___ EXERCISE MATERIAL

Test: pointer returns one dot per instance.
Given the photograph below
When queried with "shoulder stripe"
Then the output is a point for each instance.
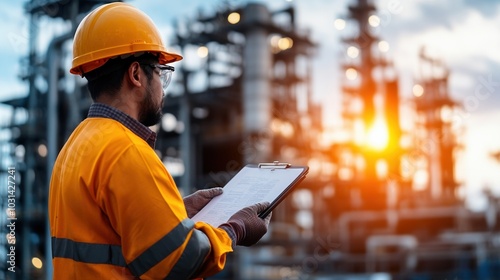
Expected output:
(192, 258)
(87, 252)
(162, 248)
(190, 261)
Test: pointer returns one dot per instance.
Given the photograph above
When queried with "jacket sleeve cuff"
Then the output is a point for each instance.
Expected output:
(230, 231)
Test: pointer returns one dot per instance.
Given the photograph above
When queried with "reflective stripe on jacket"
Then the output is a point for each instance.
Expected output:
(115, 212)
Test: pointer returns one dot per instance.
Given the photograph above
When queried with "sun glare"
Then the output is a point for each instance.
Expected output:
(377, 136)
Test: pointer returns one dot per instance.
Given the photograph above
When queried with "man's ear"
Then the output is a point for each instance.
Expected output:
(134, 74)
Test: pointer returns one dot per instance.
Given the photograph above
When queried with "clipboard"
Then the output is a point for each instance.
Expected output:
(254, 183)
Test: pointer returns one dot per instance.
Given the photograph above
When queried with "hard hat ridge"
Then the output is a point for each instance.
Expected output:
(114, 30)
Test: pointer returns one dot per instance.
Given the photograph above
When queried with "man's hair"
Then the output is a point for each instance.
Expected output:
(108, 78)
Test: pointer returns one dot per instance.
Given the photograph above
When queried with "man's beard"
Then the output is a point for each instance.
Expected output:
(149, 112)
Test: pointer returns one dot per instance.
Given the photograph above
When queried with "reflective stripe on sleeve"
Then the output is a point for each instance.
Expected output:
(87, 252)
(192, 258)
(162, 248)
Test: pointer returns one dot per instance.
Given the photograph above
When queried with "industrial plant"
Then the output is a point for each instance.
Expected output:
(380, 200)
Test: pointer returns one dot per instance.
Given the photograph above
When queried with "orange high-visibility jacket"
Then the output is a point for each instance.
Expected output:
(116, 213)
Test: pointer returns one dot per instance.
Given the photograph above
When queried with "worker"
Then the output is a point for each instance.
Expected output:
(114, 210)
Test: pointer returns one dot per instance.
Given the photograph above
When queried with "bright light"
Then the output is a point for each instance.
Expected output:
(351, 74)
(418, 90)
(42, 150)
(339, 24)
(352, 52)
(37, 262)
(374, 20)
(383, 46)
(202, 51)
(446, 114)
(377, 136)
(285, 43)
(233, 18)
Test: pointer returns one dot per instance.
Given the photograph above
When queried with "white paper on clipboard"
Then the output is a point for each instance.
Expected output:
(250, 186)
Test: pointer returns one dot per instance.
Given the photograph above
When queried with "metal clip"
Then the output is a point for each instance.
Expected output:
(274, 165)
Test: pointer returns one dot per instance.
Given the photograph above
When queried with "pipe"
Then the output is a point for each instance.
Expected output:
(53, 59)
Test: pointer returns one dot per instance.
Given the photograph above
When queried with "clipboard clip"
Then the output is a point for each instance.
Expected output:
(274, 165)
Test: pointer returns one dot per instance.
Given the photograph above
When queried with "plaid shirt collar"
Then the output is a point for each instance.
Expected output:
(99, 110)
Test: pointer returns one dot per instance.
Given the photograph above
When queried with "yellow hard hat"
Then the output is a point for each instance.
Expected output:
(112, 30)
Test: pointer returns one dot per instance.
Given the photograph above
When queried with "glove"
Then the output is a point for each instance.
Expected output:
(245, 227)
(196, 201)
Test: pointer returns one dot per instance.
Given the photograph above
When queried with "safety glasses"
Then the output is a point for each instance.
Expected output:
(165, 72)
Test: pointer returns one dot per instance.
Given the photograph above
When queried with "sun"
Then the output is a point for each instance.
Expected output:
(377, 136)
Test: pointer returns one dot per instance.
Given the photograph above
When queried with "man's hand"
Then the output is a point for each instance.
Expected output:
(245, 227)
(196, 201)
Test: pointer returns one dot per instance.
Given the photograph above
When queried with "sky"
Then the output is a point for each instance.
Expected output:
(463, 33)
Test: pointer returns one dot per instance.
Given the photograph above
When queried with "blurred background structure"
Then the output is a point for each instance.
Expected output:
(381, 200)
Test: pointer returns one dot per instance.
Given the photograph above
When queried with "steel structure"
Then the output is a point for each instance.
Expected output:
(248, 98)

______

**WORK INSTRUCTIONS**
Each line holding the word "jacket" must be pulled from the records.

**SOLUTION TO THIS TASK**
When queried with "jacket sleeve cuff"
When queried with "reflective stripe on jacket"
When queried with "orange high-visibility jacket"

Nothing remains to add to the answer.